아래 자료에서 "Q: In the photo above, mark the refrigerator"이 들어 있는 줄부터 "x=74, y=260"가 들어 있는 줄까지 한 글자도 바꾸지 말고 출력하세요. 두 줄도 포함합니다.

* 과제 자료
<<<<

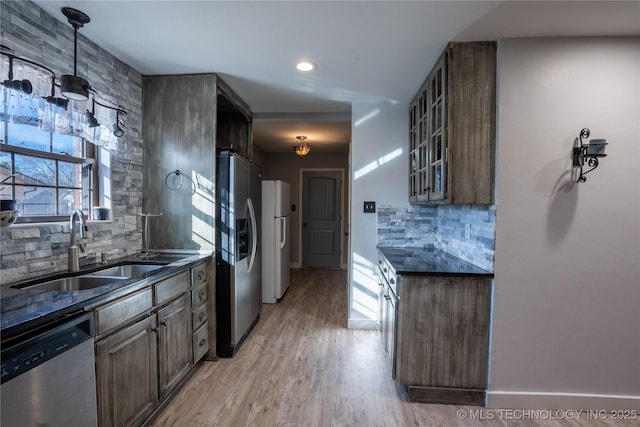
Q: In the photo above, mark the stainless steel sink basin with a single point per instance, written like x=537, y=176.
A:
x=127, y=270
x=77, y=283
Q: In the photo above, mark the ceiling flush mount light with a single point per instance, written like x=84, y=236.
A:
x=72, y=86
x=306, y=66
x=587, y=153
x=302, y=149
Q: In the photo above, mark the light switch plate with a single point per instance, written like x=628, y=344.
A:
x=369, y=207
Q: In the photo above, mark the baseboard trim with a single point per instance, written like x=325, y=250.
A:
x=363, y=324
x=548, y=400
x=445, y=395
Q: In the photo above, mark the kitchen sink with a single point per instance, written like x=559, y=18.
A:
x=77, y=283
x=127, y=270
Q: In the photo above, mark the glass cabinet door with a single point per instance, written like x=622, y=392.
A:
x=427, y=139
x=437, y=135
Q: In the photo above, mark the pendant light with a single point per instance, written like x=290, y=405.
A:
x=72, y=86
x=302, y=149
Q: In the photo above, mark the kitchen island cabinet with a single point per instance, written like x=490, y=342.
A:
x=442, y=325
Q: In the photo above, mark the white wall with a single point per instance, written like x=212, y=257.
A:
x=379, y=172
x=567, y=263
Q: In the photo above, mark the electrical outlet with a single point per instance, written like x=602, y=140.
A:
x=369, y=207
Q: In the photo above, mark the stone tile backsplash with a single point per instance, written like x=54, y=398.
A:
x=465, y=231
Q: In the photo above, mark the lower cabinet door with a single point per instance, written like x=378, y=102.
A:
x=175, y=356
x=127, y=375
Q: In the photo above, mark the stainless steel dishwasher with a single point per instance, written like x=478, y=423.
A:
x=48, y=377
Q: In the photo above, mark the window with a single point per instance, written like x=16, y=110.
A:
x=53, y=169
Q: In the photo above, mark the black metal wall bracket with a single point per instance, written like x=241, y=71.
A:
x=582, y=154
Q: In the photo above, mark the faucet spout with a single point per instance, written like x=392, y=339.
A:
x=74, y=258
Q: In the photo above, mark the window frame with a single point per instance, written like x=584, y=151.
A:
x=89, y=184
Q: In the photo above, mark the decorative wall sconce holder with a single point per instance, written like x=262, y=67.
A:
x=587, y=153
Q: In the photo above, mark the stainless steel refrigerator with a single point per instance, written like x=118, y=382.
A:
x=238, y=254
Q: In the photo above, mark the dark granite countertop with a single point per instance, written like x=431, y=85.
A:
x=24, y=309
x=428, y=261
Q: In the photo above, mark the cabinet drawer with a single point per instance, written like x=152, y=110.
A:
x=119, y=312
x=200, y=342
x=199, y=274
x=198, y=295
x=171, y=288
x=198, y=316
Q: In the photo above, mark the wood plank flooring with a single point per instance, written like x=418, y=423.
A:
x=301, y=366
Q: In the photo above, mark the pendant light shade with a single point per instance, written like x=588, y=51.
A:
x=72, y=86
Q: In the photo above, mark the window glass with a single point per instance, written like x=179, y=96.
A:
x=34, y=201
x=35, y=171
x=41, y=144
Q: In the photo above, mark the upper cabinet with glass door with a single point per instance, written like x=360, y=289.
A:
x=452, y=128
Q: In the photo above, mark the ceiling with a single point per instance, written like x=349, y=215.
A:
x=366, y=51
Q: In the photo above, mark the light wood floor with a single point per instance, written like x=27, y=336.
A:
x=301, y=366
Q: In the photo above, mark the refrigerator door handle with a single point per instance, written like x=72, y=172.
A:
x=254, y=234
x=283, y=231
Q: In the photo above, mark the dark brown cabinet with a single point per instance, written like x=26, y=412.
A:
x=174, y=343
x=442, y=352
x=145, y=343
x=126, y=364
x=452, y=128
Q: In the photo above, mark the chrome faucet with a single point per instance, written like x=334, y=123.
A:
x=74, y=260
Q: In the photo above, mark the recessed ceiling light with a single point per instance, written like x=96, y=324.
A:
x=306, y=66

>>>>

* 전체 답안
Q: In the photo above, mark the refrigerator door handle with a single point per instance, written like x=72, y=172.
A:
x=254, y=234
x=283, y=231
Q: In the photo above, mark the dark brown cabinet with a single point per instance, written like x=26, y=412.
A:
x=174, y=343
x=442, y=352
x=145, y=343
x=126, y=364
x=452, y=128
Q: In the photo above, mark the chrome faucet with a single point per instance, written like x=334, y=123.
A:
x=74, y=260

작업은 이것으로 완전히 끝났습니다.